What you have to do
Both the line containing "the front bumper" and the last line of the listing are included: write out exactly the lines from one to the other.

Data shown

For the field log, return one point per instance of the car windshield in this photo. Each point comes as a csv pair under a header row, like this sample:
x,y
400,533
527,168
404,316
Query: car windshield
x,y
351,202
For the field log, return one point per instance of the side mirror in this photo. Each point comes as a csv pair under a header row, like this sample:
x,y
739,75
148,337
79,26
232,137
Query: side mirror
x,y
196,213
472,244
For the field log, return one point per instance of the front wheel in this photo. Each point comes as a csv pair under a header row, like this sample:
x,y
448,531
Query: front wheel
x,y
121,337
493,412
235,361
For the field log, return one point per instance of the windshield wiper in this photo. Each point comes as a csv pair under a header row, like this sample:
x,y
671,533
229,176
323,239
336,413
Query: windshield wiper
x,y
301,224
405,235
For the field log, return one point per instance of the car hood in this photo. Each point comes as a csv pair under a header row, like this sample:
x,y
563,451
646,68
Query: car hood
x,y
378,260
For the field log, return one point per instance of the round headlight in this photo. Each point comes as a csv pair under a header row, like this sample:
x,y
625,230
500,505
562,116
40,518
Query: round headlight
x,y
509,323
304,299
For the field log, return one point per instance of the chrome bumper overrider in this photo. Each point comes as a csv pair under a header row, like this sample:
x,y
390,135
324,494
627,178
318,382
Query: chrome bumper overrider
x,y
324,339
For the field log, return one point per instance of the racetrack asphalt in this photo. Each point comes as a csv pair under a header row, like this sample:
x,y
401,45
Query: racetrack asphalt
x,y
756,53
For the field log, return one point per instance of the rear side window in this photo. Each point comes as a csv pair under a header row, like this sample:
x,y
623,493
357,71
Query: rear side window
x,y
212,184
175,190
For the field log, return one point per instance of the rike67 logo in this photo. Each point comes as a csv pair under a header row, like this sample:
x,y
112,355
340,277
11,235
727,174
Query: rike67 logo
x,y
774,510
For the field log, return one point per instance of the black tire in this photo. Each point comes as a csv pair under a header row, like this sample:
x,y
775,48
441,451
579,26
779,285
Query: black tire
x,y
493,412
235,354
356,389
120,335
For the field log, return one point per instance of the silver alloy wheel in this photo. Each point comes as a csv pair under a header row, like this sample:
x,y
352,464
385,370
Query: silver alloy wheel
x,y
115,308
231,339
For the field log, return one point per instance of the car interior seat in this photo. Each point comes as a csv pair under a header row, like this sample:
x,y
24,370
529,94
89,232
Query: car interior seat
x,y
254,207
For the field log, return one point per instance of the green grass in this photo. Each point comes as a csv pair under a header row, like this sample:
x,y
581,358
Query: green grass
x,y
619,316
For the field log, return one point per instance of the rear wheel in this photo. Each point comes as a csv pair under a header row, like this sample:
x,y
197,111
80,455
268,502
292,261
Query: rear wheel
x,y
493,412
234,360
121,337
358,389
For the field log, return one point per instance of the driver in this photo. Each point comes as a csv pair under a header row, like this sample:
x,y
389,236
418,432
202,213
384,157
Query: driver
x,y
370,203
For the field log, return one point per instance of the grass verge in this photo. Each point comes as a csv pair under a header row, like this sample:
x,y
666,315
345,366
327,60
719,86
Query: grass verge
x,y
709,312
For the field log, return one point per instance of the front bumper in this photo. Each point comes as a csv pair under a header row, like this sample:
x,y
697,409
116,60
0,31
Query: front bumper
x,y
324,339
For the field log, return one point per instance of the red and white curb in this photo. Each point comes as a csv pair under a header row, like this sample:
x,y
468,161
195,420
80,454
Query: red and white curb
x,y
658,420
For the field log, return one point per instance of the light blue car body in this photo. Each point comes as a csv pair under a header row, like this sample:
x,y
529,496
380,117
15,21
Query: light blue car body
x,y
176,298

Task output
For the field log, return one point per instance of the front bumper in this photo. Each point comes as a csv pair under a header row, like this sample:
x,y
697,409
116,60
0,31
Query: front bumper
x,y
324,339
For the field log, return one point per instance of the red and white curb in this photo. Each point comes as a csv pair under a header row, like this sample:
x,y
468,161
195,420
80,454
Query: red and white curb
x,y
658,420
For the field log, return one point per instance of the light blue car body in this photo. Each point comes as a csv pair under a header row, like this sample:
x,y
529,496
380,117
15,21
Query: light blue car body
x,y
176,298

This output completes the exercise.